**Exercise details:** Give the entries again exactly as they appear, but without the images.

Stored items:
____
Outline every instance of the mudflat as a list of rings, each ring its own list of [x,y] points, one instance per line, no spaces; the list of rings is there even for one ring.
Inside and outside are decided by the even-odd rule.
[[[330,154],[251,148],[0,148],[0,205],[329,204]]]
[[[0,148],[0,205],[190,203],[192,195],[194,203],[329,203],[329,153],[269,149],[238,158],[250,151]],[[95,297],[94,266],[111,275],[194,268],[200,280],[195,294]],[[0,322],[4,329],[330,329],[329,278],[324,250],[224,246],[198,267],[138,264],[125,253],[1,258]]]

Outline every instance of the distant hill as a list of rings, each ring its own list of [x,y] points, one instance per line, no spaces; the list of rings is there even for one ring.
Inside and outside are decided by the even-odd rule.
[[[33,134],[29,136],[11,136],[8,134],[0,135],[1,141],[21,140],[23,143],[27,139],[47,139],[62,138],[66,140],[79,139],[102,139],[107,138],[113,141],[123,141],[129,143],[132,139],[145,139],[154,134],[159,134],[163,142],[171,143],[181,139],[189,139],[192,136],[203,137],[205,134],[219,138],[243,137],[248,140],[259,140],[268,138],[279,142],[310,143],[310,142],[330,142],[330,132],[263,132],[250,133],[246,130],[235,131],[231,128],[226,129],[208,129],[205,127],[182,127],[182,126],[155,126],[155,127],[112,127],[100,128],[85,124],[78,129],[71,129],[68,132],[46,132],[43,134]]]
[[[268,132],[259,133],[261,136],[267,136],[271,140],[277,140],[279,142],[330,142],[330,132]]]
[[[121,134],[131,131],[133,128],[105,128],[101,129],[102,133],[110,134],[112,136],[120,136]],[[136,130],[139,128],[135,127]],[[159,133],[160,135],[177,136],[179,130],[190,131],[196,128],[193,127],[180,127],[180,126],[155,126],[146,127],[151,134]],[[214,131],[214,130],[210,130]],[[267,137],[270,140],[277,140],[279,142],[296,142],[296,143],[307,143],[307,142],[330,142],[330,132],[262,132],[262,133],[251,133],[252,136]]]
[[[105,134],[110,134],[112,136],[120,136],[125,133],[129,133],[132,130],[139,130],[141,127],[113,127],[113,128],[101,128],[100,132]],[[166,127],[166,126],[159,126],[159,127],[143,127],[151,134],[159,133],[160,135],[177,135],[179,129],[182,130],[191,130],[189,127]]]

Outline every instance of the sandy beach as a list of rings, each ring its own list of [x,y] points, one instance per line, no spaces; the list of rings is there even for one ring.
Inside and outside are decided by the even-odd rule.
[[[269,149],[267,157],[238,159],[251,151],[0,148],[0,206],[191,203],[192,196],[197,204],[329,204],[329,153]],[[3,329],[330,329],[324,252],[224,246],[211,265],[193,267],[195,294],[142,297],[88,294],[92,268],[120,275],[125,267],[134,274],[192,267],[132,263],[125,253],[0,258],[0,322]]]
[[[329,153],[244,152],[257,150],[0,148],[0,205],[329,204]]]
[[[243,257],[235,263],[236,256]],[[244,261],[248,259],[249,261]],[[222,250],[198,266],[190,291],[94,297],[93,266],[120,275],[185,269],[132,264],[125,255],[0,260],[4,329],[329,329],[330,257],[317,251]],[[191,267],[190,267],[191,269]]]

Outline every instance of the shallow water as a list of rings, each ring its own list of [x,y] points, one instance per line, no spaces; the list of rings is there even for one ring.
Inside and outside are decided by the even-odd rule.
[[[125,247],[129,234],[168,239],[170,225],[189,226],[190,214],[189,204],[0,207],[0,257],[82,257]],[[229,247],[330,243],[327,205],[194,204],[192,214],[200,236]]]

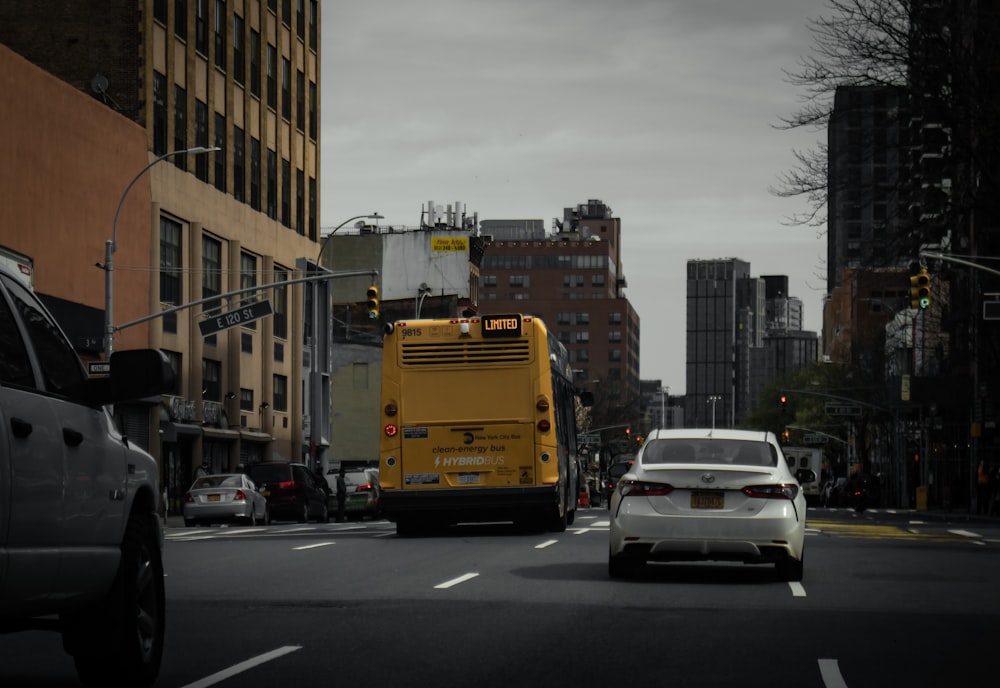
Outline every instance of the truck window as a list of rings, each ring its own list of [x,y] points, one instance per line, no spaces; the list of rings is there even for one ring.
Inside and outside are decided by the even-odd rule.
[[[0,384],[34,387],[28,352],[7,300],[0,294]]]
[[[37,302],[24,287],[11,281],[5,281],[5,284],[34,345],[45,389],[65,394],[81,385],[84,381],[83,366],[56,324],[38,308]]]

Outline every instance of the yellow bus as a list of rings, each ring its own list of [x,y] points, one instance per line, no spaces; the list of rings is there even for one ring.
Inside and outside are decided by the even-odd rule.
[[[385,331],[380,502],[396,532],[494,520],[564,531],[579,490],[577,392],[545,324],[480,315]]]

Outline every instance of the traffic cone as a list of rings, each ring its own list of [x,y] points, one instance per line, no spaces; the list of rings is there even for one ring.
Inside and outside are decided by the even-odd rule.
[[[578,507],[590,508],[590,490],[583,488],[580,490],[579,499],[577,500]]]

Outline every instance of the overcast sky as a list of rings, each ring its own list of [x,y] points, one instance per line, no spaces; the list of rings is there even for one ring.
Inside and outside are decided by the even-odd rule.
[[[775,128],[823,0],[336,0],[322,3],[321,218],[422,205],[621,218],[643,379],[685,391],[685,269],[740,258],[788,275],[819,332],[825,234],[769,192],[822,132]]]

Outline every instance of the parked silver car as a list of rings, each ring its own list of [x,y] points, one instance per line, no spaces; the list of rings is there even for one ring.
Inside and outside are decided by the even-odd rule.
[[[184,525],[226,521],[267,525],[267,498],[243,473],[203,475],[184,494]]]

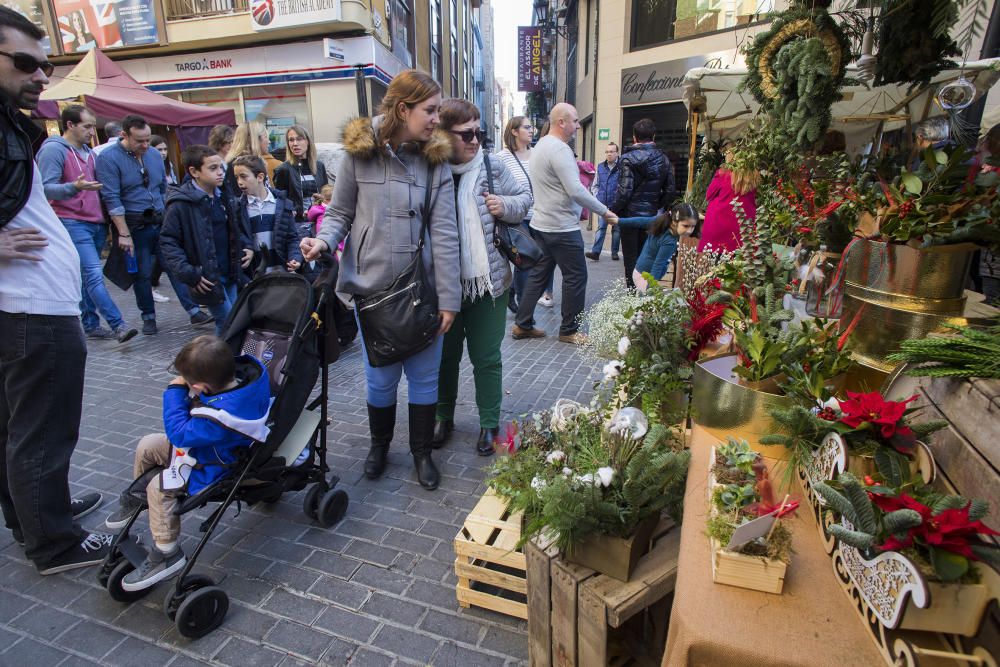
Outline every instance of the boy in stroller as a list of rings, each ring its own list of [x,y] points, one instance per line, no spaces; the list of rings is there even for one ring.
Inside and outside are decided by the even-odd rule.
[[[150,473],[146,485],[153,548],[122,579],[125,591],[149,588],[184,569],[187,560],[177,543],[180,517],[174,513],[178,495],[194,495],[229,474],[237,450],[253,442],[244,433],[259,431],[259,440],[267,437],[270,383],[260,361],[249,355],[234,358],[221,338],[199,336],[181,349],[173,367],[178,377],[163,392],[166,433],[143,437],[135,453],[135,479],[163,470]],[[239,432],[230,428],[236,426]],[[125,526],[141,505],[130,490],[107,518],[108,528]]]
____
**Answer to this problem:**
Outline every instance of the mudflat as a list of rings, each ring its own list of [x,y] points, one instance per line, no spaces; the list of rings is there even for one ring.
Inside and outside are decided by the even-odd rule.
[[[330,154],[251,148],[0,148],[0,205],[329,204]]]
[[[0,148],[0,205],[190,203],[192,195],[194,203],[329,203],[329,153],[269,149],[238,158],[250,151]],[[95,297],[94,266],[111,275],[194,268],[200,280],[195,294]],[[0,322],[4,329],[330,329],[329,278],[324,250],[224,246],[198,267],[138,264],[125,253],[1,258]]]

Outline every instance of the distant hill as a list of rings, each ring its own list of [x,y] points, one instance per line, no spaces; the list of rings is there even for one ring.
Inside and outside are decided by the even-odd rule.
[[[33,134],[29,136],[11,136],[8,134],[0,135],[1,141],[21,140],[23,143],[27,139],[47,139],[62,138],[66,140],[79,139],[102,139],[107,138],[113,141],[123,141],[129,143],[132,139],[145,139],[154,134],[159,134],[163,142],[171,143],[181,139],[189,139],[192,136],[203,137],[205,134],[219,138],[243,137],[248,140],[259,140],[268,138],[279,142],[310,143],[310,142],[330,142],[330,132],[263,132],[250,133],[246,130],[235,131],[231,128],[226,129],[208,129],[205,127],[182,127],[182,126],[155,126],[155,127],[112,127],[100,128],[85,124],[78,129],[71,129],[68,132],[46,132],[43,134]]]
[[[268,132],[259,133],[261,136],[267,136],[271,140],[277,140],[279,142],[330,142],[330,132]]]
[[[121,134],[131,131],[133,128],[105,128],[101,129],[102,133],[110,134],[112,136],[120,136]],[[136,130],[139,128],[135,127]],[[159,133],[160,135],[177,136],[179,130],[190,131],[196,128],[193,127],[180,127],[180,126],[155,126],[146,127],[151,134]],[[214,131],[214,130],[210,130]],[[267,137],[270,140],[277,140],[279,142],[296,142],[296,143],[307,143],[307,142],[330,142],[330,132],[262,132],[262,133],[251,133],[252,136]]]
[[[105,134],[110,134],[112,136],[120,136],[125,133],[129,133],[132,130],[139,130],[141,127],[113,127],[113,128],[101,128],[100,132]],[[166,127],[166,126],[159,126],[159,127],[143,127],[151,134],[159,133],[160,135],[177,135],[179,129],[182,130],[191,130],[189,127]]]

Outline every instance of the sandy beach as a list of rings, each ring its own list of [x,y] points, one instance per line, no spaces; the list of rings is there even for one ring.
Inside and outside are decided by the even-odd rule.
[[[269,149],[267,157],[238,159],[251,151],[0,148],[0,206],[191,203],[192,196],[197,204],[329,204],[329,153]],[[3,329],[330,329],[324,252],[224,246],[211,265],[193,267],[195,294],[142,297],[88,294],[92,268],[120,275],[125,267],[134,274],[192,267],[132,263],[125,253],[0,258],[0,322]]]
[[[329,153],[244,152],[257,150],[0,148],[0,205],[329,204]]]
[[[243,257],[235,263],[236,256]],[[244,261],[248,259],[249,261]],[[222,250],[198,266],[190,291],[94,297],[93,266],[120,275],[185,269],[132,264],[125,255],[0,260],[4,329],[329,329],[330,257],[317,251]],[[191,267],[190,267],[191,269]]]

Outline every instance of the shallow water as a list of rings, each ring its own list of [x,y] points, one instance per line, no spaces; the list of rings is there even for one ring.
Inside and outside are decided by the even-odd rule.
[[[125,247],[129,234],[168,239],[170,225],[189,226],[190,214],[189,204],[0,207],[0,257],[82,257]],[[229,247],[330,243],[327,205],[194,204],[192,214],[200,236]]]

Outline every instance of the truck window as a list of rings, each ring its own list of [x,y] points, one instance per line, no spaces; the list of rings is there even for one ring.
Inside and outside are decided by the even-odd rule.
[[[0,384],[34,387],[28,352],[7,300],[0,294]]]
[[[37,302],[24,287],[11,281],[5,281],[5,284],[34,345],[45,389],[65,394],[81,385],[84,381],[83,366],[56,324],[38,308]]]

Outline every instance of the yellow bus as a list of rings, each ring its own list of [x,y] points, one instance per line, no spaces; the list of rings is there even for one ring.
Inside and outside are decided by the even-odd rule.
[[[385,331],[380,502],[396,532],[494,520],[564,531],[579,490],[577,392],[545,324],[480,315]]]

Outline every instance of the traffic cone as a list of rings, each ring its own list of [x,y] points, one instance per line, no spaces; the list of rings is there even for one ring.
Inside and outside are decided by the even-odd rule.
[[[578,507],[590,508],[590,490],[583,488],[580,490],[579,499],[577,500]]]

Outline every instance of the overcast sky as a list of rings, each ring its own list of [x,y] points, one instance per line, no spaces; the list of rings is there even for one ring.
Inside and outside are decided by the even-odd rule.
[[[775,128],[823,0],[336,0],[322,3],[321,218],[422,205],[621,218],[643,379],[685,391],[685,269],[740,258],[788,275],[819,332],[825,234],[769,192],[822,132]]]

Outline every instance of the parked silver car as a list of rings, each ring its own list of [x,y] points, one instance per line, no spaces; the list of rings is there even for one ring.
Inside and outside are decided by the even-odd rule.
[[[184,525],[226,521],[267,525],[267,498],[243,473],[203,475],[184,494]]]

Outline every instance of the boy in stroller as a list of rings, each ring its own list of [x,y] points, one instance per line, no spaces; the list of rings is there even for one ring.
Inside and outside are decided by the even-odd rule.
[[[150,473],[146,485],[153,548],[122,579],[125,591],[149,588],[184,569],[187,560],[177,543],[180,517],[174,513],[178,495],[194,495],[229,474],[237,450],[253,442],[244,433],[259,431],[259,440],[267,437],[270,383],[260,361],[249,355],[234,358],[221,338],[199,336],[181,349],[173,367],[178,377],[163,392],[166,433],[143,437],[135,453],[135,479],[163,470]],[[239,432],[230,428],[236,426]],[[125,526],[141,505],[130,490],[107,518],[108,528]]]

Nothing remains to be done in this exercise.